**Extrait fourni**
>>>>>
Salut, mec du métro.
T’avais l’air plutôt sympa, avec tes lunettes et ton sac bio en kraft chiffonné. Tu débriefais avec tes collègues, tu racontais les manies de la petite vieille qui répète tout le temps : « Tout va bien, je vais juste chercher des carottes » avec un gentil sourire. Ensuite, tu as abordé d’autres sujets, celui de ton changement d’emploi du temps par exemple…
Et tu as prononcé cette phrase :
Passer de 20h à 40, ça me viole tellement. Physiquement, je suis violé.
« Tu m’étonnes », ont répondu tes copains. Tout simplement. Avant de te plaindre.
Et ça y est, moi j’avais la boule au ventre et je ne souriais plus du tout.
<<<<<
**À faire**
**A.** Pour chacune des affirmations suivantes, dites si elle concorde avec l'extrait fourni en répondant par oui ou par non, puis citez les mots du texte qui permettent de trancher. (i) L'homme du métro portait des lunettes. (ii) Son nouvel emploi du temps le fait passer de 40 h à 20 h. (iii) La petite vieille répète qu'elle va juste chercher des carottes.
**B.** Rédigez la suite du texte adressé au mec du métro, à partir de sa dernière phrase.

**Données recueillies**
>>>>>
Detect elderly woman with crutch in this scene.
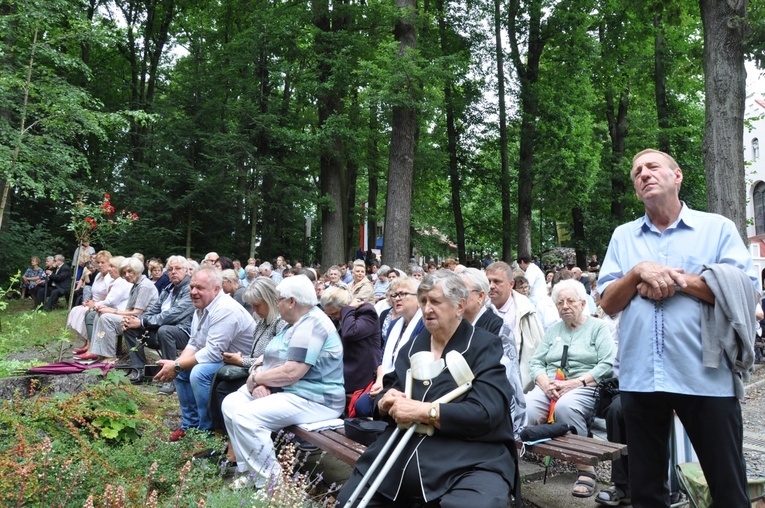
<<<<<
**Réponses attendues**
**A.**
(i) Oui : « avec tes lunettes ».
(ii) Non : « Passer de 20h à 40 ».
(iii) Oui : « Tout va bien, je vais juste chercher des carottes ».

**B.**
Là vous avez rigolé gentiment, comme le font ceux pour qui le viol est un spectre lointain qui n’a pas vraiment de réalité.
Pourtant je suis capable de comprendre le sens figuré des choses (j’ai un bac L je te ferais dire), et je suis pas la dernière pour les expressions croquignolettes (CQFD). Mais là… Là vous avez rigolé gentiment, dans une complicité pétrie de privilèges, comme le font ceux pour qui le viol est un spectre lointain qui n’a pas vraiment de réalité… Du moins, c’est ce que vous croyez.
Petits chanceux. Moi, l’agression sexuelle, on m’a éduquée à la craindre, depuis toute petite, et à ne surtout pas la « provoquer ».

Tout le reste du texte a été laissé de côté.